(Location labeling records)

--------------------------------------------------

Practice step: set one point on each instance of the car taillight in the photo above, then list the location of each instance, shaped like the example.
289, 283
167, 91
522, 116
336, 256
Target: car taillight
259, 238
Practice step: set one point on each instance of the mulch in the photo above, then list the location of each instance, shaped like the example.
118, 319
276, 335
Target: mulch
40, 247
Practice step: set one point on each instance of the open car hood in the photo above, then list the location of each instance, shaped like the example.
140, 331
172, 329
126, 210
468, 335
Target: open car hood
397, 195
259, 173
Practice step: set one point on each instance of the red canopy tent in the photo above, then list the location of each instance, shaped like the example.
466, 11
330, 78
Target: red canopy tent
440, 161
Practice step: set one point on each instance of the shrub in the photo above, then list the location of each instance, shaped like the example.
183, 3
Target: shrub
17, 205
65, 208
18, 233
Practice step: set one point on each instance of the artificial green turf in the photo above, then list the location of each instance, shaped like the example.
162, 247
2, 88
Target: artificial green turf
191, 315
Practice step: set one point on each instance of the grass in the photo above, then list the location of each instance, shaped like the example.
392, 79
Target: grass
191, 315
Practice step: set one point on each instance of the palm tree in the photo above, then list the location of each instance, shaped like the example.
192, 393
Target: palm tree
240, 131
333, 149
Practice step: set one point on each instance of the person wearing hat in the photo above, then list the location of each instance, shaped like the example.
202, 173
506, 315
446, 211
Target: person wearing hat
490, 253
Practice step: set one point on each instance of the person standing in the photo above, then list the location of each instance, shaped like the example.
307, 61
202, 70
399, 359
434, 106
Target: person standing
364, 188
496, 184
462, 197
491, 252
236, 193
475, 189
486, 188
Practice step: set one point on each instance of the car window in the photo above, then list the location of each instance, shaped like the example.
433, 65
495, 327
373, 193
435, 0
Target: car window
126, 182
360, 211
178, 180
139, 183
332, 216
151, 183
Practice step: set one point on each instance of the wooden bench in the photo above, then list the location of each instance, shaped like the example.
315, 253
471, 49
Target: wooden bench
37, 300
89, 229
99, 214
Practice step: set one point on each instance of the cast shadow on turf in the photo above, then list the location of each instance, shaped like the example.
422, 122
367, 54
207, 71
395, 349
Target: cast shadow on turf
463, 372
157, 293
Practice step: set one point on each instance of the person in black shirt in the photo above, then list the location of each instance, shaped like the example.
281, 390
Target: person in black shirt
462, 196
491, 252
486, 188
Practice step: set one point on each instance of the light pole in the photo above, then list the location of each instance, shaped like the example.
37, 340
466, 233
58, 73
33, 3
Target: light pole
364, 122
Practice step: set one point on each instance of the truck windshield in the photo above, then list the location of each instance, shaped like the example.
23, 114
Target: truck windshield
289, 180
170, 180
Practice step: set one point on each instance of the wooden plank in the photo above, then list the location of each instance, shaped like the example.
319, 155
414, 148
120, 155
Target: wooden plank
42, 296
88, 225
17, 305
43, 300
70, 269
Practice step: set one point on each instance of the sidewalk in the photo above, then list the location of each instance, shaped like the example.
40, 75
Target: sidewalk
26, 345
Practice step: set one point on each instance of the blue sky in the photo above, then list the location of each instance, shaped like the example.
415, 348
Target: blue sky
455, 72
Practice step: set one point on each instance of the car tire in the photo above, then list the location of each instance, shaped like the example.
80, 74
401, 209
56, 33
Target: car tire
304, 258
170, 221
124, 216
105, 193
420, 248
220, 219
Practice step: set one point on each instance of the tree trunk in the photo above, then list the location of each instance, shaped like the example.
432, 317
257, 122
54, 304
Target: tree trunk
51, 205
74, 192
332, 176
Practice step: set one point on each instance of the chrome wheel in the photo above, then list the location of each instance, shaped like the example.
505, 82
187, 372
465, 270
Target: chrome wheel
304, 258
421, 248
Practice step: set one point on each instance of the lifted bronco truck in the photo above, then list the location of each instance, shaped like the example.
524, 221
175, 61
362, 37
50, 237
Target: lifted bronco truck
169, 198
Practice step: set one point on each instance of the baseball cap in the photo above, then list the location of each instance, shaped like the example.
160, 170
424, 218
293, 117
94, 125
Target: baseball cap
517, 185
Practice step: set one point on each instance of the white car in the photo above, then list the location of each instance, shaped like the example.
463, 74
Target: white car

--------------------------------------------------

Do this =>
Quote the line that contains "the wooden plank" and each line after it through the end of the data, exactly, leaving out everything else.

Answer to this problem =>
Practice step: set one point on each instance of the wooden plank in the photo above, then list the location of each instance, shaped like the example.
319, 155
414, 148
120, 155
Target: wooden plank
42, 296
88, 225
17, 305
43, 300
70, 269
Practice step: set one point on each instance of the sidewalk in the photo above, then list the location of each instance, shaped like the example.
40, 75
Target: sidewalk
26, 345
Practice step: set one point on each instance of the blue sky in the photo above, then list the location of each instance, shaped like the example.
415, 348
Target: blue sky
455, 72
Practice step: set one point on each instance of the car tire in the photo above, then list the location of each instance, shaped like the example.
80, 74
401, 209
56, 33
Target: car tire
304, 258
170, 221
124, 216
105, 193
420, 248
220, 219
Practice step: set one point on each instance of the tree trunk in the photo above, then list the location of each instance, shaped like the example.
432, 317
257, 122
54, 304
Target: tree trunk
51, 205
74, 192
332, 176
Practice step: set one point on each instance of the chrome wheel in the photo above, then list the location of each instance, shaped like the example.
505, 82
187, 372
465, 270
Target: chrome wheel
304, 258
421, 248
Practice step: set one point on each instance of the lifted bronco truck in the photo above, then list the location of each instance, shaped like the example.
524, 221
175, 61
362, 37
50, 237
Target: lifted bronco truck
169, 198
Practice step: set one point on each instance of the baseball cap in the photo above, then list the location of each instance, shaped like the example.
160, 170
424, 218
293, 117
94, 125
Target: baseball cap
517, 185
Practice step: set one point on each instance of the white car in the photo above, then list the location of each instance, shaped like the example.
463, 74
Target: white car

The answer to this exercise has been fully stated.